> WRITTEN PROBLEM: Count how many lines in the entries below contain the string "flatex". Reply with the number alone.

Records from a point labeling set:

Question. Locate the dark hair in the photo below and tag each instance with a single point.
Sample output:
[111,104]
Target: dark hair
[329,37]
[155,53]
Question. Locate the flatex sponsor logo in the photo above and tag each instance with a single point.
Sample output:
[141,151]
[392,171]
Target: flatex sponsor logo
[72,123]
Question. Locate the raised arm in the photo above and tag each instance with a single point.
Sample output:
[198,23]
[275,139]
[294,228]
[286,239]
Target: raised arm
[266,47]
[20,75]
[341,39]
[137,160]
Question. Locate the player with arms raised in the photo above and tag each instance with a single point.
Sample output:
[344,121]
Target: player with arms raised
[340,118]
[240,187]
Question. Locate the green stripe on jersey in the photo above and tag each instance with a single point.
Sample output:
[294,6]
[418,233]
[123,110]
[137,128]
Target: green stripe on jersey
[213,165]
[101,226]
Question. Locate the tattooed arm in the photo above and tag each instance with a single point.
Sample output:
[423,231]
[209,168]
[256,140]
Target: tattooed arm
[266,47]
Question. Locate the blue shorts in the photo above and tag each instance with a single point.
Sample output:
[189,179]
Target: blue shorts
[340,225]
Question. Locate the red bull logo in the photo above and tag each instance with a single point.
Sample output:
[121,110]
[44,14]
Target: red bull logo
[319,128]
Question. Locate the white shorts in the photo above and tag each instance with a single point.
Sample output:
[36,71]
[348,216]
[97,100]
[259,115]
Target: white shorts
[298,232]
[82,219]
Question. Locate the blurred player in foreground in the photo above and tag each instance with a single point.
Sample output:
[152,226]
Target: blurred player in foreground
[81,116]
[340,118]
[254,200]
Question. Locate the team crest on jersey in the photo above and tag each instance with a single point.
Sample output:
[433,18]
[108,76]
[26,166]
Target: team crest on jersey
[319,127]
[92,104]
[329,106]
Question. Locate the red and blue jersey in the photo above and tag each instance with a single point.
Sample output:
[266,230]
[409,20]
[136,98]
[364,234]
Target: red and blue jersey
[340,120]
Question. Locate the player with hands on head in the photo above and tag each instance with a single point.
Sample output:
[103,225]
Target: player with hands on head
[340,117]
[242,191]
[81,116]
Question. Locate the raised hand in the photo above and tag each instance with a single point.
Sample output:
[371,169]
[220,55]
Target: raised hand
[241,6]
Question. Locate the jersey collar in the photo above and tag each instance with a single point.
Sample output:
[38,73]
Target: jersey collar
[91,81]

...

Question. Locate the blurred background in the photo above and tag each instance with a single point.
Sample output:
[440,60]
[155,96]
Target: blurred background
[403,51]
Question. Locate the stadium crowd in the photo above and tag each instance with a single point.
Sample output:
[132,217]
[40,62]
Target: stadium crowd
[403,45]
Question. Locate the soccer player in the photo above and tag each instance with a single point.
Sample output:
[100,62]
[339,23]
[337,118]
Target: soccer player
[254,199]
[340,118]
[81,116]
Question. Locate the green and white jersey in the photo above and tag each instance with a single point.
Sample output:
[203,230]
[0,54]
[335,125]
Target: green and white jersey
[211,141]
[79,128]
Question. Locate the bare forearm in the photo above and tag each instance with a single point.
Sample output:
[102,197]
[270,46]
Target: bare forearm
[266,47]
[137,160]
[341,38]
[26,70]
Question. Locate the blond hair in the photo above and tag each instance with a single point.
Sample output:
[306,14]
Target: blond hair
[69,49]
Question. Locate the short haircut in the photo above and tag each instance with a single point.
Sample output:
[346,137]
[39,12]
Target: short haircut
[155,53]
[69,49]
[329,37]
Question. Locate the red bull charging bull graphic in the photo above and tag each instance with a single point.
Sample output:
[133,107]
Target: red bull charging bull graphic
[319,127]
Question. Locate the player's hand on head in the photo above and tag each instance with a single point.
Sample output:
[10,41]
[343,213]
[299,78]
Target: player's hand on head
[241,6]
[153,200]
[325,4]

> SOLUTION BELOW: 2